▸ What is needed: Copy out, unchanged, every line from the start of the records through the line containing "261V246L460 238H446L437 246L435", including that line.

▸ Records provided:
BEGIN

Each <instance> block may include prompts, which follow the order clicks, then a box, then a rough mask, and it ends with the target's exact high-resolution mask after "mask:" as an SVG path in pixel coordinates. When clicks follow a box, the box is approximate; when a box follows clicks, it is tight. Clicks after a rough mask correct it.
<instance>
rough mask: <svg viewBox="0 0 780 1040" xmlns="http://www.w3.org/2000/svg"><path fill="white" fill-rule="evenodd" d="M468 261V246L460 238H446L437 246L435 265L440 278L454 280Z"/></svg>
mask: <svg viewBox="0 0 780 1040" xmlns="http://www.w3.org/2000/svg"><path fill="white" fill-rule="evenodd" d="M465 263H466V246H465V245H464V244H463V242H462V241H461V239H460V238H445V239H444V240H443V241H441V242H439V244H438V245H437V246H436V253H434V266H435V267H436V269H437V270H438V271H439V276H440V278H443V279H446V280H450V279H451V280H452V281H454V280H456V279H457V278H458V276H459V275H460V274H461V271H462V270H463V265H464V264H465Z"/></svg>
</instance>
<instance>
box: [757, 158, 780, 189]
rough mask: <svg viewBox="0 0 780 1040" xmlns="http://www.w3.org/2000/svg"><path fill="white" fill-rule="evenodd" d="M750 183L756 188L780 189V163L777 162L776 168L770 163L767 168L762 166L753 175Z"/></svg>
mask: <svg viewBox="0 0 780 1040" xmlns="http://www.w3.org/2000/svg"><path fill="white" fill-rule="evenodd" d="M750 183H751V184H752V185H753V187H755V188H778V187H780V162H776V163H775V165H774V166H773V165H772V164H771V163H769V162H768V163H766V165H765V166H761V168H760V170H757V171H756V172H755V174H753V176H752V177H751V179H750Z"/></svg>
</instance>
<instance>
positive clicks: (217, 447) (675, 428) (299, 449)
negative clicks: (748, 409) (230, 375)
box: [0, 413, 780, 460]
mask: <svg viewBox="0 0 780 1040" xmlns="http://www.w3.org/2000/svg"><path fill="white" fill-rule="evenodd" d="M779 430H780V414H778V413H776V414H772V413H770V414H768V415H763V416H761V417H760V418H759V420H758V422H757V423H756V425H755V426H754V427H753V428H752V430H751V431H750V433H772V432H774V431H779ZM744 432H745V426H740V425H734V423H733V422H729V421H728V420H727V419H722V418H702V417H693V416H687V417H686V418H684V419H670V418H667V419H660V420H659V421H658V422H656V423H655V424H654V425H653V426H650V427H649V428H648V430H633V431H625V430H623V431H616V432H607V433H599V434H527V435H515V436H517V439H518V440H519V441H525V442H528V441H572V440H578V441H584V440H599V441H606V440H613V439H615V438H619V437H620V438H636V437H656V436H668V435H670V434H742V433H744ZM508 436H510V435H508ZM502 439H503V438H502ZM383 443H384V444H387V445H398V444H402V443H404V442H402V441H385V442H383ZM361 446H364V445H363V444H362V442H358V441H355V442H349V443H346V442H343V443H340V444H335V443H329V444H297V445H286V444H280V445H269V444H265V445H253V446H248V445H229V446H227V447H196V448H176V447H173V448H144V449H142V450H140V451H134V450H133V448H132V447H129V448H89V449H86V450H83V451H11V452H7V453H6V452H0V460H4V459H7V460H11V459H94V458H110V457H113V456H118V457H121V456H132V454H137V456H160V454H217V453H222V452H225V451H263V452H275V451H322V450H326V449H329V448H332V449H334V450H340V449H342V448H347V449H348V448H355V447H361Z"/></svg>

END

▸ Task output:
Each <instance> block may include prompts, which follow the order clicks, then a box, then a rough mask, and it ends with the target's exact high-resolution mask after "mask:" as an SVG path in pixel coordinates. When clicks follow a box, the box is approximate; when a box follows clicks, it is tight. Clicks after a rough mask correct it.
<instance>
rough mask: <svg viewBox="0 0 780 1040" xmlns="http://www.w3.org/2000/svg"><path fill="white" fill-rule="evenodd" d="M468 261V246L460 238H446L437 246L435 265L440 278L454 280Z"/></svg>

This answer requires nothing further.